● Given exercise:
Please copy out the article on the pound below, word for word and in full.

● Selection:
++++++++++
Pound in holding pattern ahead of Fed, BOE

It has been a quiet week for the British pound, but that could change in a hurry, with the Fed announcing its rate decision later today, followed by the Bank of England on Thursday.

Markets eye Fed decision

It’s a virtual guarantee that the Federal Reserve will raise rates at today’s meeting by 25 basis points. This would bring the benchmark rate to 4.75%. The Fed has had some success bringing down inflation, which fell to 6.5% in December. Inflation has de-accelerated for six straight months, which certainly sounds like it has peaked. Still, the Fed won’t be using the “P” word anytime soon for fear of an excessive reaction from the markets. The markets are counting on a dovish pivot from the Fed, given the increasing signs that the US economy is slowing down. Will the Fed stick to its hawkish stance at the meeting, or will it present a more dovish stance? If the Fed signals that there are no plans to pivot, the US dollar should gain ground. Conversely, any hints about an easing in policy, such as a cut in rates later this year, would raise risk appetite and weigh on the dollar.
++++++++++
● Entries shown:
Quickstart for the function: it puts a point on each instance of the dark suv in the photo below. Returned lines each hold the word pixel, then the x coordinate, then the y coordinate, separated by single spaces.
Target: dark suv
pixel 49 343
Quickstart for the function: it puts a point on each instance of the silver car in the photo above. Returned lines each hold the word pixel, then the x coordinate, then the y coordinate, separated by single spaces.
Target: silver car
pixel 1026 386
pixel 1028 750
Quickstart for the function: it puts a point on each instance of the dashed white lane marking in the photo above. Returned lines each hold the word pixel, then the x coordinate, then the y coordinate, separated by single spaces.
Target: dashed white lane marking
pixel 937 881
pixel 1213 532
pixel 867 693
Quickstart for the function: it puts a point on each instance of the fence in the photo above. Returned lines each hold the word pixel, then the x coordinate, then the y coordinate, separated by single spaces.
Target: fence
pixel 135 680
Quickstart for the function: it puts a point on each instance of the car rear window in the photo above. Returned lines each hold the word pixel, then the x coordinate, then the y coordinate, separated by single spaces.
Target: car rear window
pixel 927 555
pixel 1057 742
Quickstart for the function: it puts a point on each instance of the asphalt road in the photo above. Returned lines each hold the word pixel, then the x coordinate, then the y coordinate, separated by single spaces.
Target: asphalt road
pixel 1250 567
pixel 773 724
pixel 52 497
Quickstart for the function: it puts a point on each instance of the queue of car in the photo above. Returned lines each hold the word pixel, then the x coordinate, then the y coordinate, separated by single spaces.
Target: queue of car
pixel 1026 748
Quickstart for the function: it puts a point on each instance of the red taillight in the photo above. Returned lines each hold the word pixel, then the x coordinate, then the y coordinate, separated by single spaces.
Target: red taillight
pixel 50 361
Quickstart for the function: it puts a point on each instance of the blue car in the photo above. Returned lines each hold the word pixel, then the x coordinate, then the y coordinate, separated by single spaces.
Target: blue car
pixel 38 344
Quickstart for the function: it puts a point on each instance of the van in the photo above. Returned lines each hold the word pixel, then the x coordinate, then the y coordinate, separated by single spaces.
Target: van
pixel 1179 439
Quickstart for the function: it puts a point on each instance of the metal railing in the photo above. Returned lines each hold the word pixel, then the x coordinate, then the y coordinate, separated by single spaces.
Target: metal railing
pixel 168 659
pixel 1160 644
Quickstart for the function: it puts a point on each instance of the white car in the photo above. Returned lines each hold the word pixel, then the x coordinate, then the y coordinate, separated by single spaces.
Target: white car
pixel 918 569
++++++++++
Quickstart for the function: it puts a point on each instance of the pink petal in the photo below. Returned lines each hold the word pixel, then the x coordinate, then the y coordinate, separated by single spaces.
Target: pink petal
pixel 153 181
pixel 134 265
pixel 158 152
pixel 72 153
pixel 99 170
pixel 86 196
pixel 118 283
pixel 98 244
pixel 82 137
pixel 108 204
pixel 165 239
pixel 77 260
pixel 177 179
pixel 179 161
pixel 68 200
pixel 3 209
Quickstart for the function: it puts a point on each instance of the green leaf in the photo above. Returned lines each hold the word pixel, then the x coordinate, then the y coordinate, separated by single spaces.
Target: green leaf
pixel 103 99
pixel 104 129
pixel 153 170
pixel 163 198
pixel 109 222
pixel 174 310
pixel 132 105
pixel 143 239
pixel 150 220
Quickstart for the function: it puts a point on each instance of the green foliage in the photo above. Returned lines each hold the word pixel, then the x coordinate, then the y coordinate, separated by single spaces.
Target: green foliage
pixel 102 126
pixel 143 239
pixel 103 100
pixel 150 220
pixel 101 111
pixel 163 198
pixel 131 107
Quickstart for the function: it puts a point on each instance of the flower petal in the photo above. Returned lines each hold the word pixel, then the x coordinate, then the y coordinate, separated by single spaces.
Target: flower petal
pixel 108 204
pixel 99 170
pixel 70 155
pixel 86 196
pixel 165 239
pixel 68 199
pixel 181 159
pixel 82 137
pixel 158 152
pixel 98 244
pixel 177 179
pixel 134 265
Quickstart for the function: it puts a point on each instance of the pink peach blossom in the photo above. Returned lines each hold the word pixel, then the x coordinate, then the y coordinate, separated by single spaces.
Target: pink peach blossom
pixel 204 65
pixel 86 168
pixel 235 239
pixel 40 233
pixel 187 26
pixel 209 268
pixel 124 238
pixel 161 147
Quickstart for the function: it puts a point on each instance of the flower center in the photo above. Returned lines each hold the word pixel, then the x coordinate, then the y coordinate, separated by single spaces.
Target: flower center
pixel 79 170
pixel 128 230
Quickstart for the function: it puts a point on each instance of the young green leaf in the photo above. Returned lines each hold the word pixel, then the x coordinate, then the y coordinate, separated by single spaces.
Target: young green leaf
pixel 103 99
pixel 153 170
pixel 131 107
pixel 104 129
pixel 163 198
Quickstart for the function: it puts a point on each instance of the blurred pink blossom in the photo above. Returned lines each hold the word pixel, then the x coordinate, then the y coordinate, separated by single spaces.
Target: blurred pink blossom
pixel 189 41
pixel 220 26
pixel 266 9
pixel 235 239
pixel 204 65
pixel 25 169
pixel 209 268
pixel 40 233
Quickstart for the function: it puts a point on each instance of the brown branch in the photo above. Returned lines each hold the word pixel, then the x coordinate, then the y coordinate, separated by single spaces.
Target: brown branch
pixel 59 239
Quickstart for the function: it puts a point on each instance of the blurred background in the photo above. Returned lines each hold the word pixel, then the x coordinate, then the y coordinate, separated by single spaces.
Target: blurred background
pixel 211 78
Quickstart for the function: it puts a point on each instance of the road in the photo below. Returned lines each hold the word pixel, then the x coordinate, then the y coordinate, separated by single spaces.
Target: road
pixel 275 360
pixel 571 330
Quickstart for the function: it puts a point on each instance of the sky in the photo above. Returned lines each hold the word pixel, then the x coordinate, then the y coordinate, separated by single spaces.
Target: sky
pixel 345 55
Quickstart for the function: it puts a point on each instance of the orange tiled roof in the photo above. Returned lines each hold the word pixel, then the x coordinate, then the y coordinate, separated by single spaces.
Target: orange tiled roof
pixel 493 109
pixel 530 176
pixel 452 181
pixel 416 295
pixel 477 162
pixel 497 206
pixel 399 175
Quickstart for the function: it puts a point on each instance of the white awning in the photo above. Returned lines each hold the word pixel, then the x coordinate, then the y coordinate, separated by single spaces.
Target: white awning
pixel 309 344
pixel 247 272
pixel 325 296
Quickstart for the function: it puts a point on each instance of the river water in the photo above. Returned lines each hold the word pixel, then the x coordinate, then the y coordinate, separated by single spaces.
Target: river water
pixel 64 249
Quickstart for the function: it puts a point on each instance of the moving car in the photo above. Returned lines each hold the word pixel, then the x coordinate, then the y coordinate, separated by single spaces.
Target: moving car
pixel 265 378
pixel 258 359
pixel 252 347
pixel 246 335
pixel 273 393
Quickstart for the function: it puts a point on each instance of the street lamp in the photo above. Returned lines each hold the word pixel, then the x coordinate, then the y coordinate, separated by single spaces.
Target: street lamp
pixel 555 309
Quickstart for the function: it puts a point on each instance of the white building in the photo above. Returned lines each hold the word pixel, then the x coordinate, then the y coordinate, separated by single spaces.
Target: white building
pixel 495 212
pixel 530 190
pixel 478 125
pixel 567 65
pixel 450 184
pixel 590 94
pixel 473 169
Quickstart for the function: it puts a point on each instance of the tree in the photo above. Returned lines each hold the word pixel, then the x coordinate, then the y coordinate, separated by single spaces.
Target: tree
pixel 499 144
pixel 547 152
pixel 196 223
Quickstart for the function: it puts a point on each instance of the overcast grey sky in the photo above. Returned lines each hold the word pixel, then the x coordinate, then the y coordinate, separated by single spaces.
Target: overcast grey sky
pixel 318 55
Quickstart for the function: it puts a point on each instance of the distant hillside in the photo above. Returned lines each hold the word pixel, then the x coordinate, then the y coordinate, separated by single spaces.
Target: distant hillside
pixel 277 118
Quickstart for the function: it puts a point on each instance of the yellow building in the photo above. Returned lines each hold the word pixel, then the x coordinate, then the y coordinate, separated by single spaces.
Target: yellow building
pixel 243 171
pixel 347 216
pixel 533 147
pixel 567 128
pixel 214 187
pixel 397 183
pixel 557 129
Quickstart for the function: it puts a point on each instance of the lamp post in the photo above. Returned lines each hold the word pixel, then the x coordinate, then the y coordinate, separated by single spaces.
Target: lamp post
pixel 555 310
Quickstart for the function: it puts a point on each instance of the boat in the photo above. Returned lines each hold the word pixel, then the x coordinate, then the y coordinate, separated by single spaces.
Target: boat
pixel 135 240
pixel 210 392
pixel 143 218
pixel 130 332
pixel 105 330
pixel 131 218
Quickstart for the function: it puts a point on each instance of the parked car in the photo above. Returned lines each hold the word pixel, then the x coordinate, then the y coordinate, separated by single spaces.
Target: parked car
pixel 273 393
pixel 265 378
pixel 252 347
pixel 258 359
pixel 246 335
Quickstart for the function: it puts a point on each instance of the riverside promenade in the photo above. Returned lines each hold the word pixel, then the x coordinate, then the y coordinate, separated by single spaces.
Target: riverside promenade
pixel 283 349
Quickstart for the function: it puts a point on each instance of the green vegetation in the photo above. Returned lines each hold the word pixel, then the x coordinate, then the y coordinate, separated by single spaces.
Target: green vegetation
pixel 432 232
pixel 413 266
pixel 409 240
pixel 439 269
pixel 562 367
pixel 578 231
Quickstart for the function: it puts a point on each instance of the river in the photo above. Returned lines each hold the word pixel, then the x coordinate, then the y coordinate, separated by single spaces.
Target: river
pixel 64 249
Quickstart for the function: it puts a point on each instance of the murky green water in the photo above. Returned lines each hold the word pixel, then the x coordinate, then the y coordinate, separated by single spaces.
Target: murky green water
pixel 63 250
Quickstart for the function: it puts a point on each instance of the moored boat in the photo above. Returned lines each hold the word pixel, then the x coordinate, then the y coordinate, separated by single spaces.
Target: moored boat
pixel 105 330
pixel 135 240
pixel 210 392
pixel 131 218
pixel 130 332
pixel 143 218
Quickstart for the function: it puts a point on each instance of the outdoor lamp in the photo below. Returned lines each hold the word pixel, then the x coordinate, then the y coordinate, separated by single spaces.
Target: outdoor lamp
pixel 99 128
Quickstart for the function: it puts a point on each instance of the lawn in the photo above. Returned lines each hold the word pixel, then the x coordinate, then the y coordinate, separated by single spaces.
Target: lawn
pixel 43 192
++++++++++
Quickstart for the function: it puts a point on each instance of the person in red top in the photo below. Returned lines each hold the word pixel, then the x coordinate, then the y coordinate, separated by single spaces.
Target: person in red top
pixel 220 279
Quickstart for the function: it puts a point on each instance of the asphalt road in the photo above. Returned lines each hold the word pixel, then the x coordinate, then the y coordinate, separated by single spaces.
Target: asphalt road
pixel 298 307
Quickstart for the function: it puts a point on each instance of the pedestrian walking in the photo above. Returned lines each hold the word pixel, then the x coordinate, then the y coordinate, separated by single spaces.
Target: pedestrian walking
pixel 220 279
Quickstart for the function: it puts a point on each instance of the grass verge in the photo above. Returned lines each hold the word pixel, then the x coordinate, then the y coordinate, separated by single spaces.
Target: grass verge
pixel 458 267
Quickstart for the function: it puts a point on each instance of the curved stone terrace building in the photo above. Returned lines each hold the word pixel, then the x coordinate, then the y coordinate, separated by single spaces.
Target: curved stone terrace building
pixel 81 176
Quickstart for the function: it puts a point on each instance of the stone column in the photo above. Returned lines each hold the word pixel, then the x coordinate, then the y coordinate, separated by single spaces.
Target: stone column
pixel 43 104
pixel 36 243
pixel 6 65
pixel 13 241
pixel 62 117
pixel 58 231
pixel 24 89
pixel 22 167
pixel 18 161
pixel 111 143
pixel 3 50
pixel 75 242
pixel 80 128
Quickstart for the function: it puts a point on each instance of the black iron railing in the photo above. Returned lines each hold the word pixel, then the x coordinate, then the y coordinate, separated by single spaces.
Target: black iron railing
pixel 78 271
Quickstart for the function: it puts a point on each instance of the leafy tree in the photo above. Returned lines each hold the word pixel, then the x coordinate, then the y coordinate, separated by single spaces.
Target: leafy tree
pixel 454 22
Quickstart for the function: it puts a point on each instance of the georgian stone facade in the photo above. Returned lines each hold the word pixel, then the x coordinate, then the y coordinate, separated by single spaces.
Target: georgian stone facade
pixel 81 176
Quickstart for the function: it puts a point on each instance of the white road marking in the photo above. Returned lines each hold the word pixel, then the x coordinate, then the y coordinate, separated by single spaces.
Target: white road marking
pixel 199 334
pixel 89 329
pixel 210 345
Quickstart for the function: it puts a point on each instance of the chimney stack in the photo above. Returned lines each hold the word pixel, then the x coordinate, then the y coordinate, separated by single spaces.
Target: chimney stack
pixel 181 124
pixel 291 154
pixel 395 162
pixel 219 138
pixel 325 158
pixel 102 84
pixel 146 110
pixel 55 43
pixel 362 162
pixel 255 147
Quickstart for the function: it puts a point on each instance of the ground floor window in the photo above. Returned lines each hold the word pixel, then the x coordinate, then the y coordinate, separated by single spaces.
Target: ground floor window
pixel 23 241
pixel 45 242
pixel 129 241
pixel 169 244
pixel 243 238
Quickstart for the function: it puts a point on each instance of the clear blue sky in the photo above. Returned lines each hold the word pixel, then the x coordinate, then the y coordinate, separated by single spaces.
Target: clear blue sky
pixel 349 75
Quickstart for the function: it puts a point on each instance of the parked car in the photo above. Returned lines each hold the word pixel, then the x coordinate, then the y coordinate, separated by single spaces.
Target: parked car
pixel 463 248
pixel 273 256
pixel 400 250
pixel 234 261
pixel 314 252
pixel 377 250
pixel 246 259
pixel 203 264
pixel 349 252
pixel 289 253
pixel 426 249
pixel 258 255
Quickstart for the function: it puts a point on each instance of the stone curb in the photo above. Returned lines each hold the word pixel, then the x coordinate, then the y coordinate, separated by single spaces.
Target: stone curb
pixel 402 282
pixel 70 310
++++++++++
● Written response:
Pound in holding pattern ahead of Fed, BOE

It has been a quiet week for the British pound, but that could change in a hurry, with the Fed announcing its rate decision later today, followed by the Bank of England on Thursday.

Markets eye Fed decision

It’s a virtual guarantee that the Federal Reserve will raise rates at today’s meeting by 25 basis points. This would bring the benchmark rate to 4.75%. The Fed has had some success bringing down inflation, which fell to 6.5% in December. Inflation has de-accelerated for six straight months, which certainly sounds like it has peaked. Still, the Fed won’t be using the “P” word anytime soon for fear of an excessive reaction from the markets. The markets are counting on a dovish pivot from the Fed, given the increasing signs that the US economy is slowing down. Will the Fed stick to its hawkish stance at the meeting, or will it present a more dovish stance? If the Fed signals that there are no plans to pivot, the US dollar should gain ground. Conversely, any hints about an easing in policy, such as a cut in rates later this year, would raise risk appetite and weigh on the dollar.